Dataset records about object locations:
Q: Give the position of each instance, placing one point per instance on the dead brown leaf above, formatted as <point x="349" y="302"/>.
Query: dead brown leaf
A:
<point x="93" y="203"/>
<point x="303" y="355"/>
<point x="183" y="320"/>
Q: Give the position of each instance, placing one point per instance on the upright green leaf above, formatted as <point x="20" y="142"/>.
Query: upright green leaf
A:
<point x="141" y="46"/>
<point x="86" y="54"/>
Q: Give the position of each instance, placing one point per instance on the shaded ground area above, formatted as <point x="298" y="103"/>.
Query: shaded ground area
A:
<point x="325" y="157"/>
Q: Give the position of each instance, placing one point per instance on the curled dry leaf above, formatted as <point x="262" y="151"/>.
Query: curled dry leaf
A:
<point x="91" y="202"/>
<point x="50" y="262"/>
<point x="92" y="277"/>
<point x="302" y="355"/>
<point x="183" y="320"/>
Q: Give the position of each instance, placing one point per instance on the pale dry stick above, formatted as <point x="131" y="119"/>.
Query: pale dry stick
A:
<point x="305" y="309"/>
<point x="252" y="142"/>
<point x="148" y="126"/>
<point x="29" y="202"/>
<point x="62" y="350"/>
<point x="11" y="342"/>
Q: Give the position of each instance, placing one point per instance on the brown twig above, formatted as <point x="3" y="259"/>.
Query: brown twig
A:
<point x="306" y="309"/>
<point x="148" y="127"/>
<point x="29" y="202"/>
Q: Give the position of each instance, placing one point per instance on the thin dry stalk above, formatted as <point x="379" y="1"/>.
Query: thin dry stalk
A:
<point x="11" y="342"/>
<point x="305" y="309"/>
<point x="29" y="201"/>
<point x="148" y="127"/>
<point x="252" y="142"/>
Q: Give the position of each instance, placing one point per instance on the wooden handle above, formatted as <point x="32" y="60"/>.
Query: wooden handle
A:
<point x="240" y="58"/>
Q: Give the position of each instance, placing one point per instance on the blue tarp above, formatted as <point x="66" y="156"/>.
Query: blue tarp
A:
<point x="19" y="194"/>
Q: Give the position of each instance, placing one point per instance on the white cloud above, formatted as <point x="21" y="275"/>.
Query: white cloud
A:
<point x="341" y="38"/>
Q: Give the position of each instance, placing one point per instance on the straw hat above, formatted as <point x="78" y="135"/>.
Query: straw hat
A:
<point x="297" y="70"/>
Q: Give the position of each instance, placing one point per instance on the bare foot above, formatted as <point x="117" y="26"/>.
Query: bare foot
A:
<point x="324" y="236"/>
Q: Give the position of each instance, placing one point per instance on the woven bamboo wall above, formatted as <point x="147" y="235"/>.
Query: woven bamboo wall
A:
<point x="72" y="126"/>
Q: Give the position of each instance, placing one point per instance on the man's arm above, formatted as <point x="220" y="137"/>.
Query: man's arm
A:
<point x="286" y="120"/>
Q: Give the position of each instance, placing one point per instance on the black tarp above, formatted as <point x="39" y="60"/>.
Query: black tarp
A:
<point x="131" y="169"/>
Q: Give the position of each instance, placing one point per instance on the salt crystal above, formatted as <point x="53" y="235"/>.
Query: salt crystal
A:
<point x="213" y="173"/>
---
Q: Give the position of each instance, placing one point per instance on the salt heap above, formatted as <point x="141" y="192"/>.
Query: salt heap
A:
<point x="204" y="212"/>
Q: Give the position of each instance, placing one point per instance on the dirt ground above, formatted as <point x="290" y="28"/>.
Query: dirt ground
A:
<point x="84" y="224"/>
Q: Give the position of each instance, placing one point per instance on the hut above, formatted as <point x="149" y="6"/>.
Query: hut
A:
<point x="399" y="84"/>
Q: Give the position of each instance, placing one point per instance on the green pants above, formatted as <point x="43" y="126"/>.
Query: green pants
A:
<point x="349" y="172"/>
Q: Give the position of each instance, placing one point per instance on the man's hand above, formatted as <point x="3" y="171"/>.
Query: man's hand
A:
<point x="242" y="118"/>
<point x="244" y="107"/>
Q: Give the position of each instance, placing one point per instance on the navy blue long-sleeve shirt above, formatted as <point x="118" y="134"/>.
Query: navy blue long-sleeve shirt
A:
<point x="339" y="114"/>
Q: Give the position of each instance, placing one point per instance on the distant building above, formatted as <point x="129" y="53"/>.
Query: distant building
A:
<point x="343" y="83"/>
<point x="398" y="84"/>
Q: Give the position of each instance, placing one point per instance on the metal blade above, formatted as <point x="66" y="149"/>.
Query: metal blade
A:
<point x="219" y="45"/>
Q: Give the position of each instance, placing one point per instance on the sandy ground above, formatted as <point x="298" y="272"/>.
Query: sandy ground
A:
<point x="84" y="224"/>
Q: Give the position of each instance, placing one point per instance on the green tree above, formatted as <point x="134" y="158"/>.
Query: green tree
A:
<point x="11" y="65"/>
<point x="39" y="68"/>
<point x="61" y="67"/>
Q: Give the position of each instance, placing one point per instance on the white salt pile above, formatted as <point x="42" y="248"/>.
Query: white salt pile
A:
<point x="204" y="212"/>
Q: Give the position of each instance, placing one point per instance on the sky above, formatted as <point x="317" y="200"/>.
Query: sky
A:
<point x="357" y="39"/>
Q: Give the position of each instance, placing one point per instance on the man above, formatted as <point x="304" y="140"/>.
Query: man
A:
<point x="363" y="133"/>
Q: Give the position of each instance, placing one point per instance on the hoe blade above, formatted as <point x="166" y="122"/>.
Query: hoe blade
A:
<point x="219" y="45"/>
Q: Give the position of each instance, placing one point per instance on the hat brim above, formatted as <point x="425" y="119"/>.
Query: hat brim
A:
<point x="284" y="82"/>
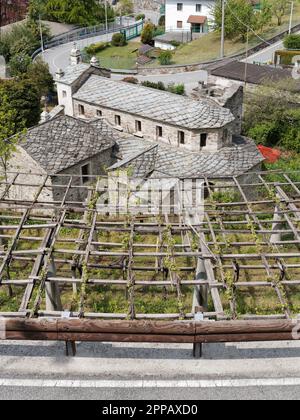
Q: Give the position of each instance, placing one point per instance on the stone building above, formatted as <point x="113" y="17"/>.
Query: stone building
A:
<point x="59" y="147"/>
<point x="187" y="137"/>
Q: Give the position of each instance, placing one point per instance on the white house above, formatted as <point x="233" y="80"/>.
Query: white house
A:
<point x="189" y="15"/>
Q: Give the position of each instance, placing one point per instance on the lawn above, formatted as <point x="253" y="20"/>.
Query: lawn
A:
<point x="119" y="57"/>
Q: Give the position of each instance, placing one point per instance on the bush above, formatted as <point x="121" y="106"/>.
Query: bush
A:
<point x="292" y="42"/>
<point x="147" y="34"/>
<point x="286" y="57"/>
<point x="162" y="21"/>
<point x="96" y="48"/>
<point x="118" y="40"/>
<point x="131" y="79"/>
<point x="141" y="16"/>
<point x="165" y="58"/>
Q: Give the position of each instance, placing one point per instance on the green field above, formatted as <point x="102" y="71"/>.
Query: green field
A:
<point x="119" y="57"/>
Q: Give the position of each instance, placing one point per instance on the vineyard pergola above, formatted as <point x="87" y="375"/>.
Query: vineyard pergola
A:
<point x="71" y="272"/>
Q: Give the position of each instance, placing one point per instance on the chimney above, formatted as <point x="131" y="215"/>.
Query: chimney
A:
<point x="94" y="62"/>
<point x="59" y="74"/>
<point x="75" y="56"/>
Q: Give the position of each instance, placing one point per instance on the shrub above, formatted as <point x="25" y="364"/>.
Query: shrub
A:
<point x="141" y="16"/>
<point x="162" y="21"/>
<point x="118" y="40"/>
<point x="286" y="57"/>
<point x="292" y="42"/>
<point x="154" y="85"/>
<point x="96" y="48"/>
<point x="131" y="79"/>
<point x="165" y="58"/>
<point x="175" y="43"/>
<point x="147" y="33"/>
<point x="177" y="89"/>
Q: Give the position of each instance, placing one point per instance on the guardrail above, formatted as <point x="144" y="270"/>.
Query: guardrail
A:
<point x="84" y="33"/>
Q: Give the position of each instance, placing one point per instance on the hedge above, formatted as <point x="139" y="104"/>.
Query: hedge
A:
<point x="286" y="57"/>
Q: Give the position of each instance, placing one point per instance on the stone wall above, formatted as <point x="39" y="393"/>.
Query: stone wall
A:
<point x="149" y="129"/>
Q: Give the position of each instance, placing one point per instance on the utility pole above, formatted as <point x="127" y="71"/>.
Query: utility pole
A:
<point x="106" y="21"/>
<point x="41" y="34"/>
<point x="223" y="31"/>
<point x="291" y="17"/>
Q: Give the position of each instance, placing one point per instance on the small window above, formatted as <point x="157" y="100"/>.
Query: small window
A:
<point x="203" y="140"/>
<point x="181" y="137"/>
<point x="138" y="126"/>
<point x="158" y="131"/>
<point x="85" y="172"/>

**What the task asks**
Return every line in the two blocks above that contains the word "shaded".

**Answer to this problem**
Q: Give the position of each instance, placing one point per instance on the shaded ground area above, formatted as <point x="298" y="103"/>.
Query: shaded ground area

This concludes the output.